▶ [Text under study]
Start of Block

Third: turning to how markets took today’s CPI report as well as Fed Governor Brainard’s comments that essentially said, “one month of OK core CPI does not make a trend”, here are current Fed Funds Future probabilities for changes in monetary policy this year:
- Odds for a 50 basis point hike at the May 4th meeting stand at 85 percent, not much different from a day or week ago (84 and 78 pct, respectively).
- Odds of another 50 bps at the June 15th meeting are 69 percent today, also close to yesterday and week ago levels (60 and 63 pct, respectively).
- Futures continue to put heaviest odds that Fed Funds will end the year at 2.50 – 2.75 percent (44 percent today, 40 and 39 percent yesterday and a week ago). The odds of slightly higher rates (2.75 – 3.00 percent) have slipped, however, to 19 percent today from 30 percent yesterday and a week ago.
Lastly, with worries about a US recession increasing, we thought it would be useful to show the relationship between CPI inflation and real GDP growth over time. The following chart tracks inflation (red dashed line) and annualized quarterly GDP growth from 1960 – 2019. We have noted the year of each cycle’s peak inflation readings in red. It is easy enough to see that real GDP growth is inversely related to inflation; every peak in inflation lines right up with the grey recession bars.
Closing out our CPI report review with a macro thought: inflation doesn’t “cause” recession, but the macro events that create inflationary pressures also tend to cause recessions. Chief among these are oil shocks, such as in 1973 – 1974, 1979 – 1980, 1990. The 2000 – 2002 period was a mélange of deflationary pressures (dot com bubble bursting) and inflationary ones (monetary policy response to 9-11, oil prices rising into Gulf War II).
If we get a recession in 2022 – 2023 (not our base case), it will not be because of inflation per se. It will be because a confluence of factors (supply chain snarls and labor market conditions, mostly) overwhelms the Fed’s ability to accurately set interest rates and give the market guidance on future policy. That is not an ideal setup for equity investors, to say the least, but as we always say: you trade the market you have, not the one you want.

End of Block

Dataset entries
Start of Block

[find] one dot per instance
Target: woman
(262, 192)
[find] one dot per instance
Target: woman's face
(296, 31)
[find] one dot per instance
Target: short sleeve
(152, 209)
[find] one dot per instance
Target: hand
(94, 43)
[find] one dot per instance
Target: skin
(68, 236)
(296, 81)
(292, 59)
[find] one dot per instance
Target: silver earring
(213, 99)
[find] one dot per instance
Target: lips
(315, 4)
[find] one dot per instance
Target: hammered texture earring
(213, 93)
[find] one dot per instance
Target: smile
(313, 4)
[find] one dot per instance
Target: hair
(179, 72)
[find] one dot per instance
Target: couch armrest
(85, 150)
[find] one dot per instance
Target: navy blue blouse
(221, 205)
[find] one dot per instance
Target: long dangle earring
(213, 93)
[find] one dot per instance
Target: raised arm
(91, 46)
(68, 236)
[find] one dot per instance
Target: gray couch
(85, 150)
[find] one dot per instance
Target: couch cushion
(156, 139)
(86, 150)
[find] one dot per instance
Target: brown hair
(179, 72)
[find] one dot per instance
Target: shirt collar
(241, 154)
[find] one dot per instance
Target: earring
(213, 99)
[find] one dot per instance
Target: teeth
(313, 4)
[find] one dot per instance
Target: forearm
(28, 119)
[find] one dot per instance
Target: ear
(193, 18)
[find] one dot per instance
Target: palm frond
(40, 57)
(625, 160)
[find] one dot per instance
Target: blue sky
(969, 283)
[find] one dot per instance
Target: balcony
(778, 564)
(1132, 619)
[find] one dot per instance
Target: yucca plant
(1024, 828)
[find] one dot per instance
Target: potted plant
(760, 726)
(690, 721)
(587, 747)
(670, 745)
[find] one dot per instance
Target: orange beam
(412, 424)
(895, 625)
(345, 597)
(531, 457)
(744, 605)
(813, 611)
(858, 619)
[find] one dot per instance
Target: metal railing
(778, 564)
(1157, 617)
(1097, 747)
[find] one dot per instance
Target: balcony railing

End of Block

▶ [What you will do]
1. In the CPI commentary, what odds do Fed Funds futures give for a 50 basis point hike at the May 4th meeting?
2. Carry the CPI commentary forward from its final sentence.
You can set the entries aside, since none of them is needed here.

▶ [Responses to the exercise]
1. 85 percent.

2.
Topic #2: US office occupancy seems to be back on track, posting good improvements last week. The data here is from Kastle Systems’ Back to Work Barometer, which pulls information from the company’s security systems at +2,600 buildings and 41,000 businesses on a weekly basis.
The chart on the left in the image below shows office occupancy last week was 43.1 percent, a fresh post-pandemic high. The US’ three largest office markets (NYC, LA, Chicago) all saw improvements, although only LA is above 40 percent. The uptick in San Francisco office occupancy, up 2.4 points to 34.2 percent, is also a good sign given that city’s concentration in tech businesses where work from home has been a more prevalent trend. We are a bit surprised that DC is not faring better (38.9 percent) since the Federal government has been trying to get workers back to the office.
Takeaway: as we often mention when looking at this data, higher office occupancy may be a sign that US labor markets are starting to come into balance. The ability to work from home is a sign that employees have power over their employers, who now generally prefer to see their workers back in the office. Seeing US office occupancy rise – and this trend finally seems solid – could mean that employers are regaining the upper hand to some degree. It will take a few months to see if this spills over into wage inflation.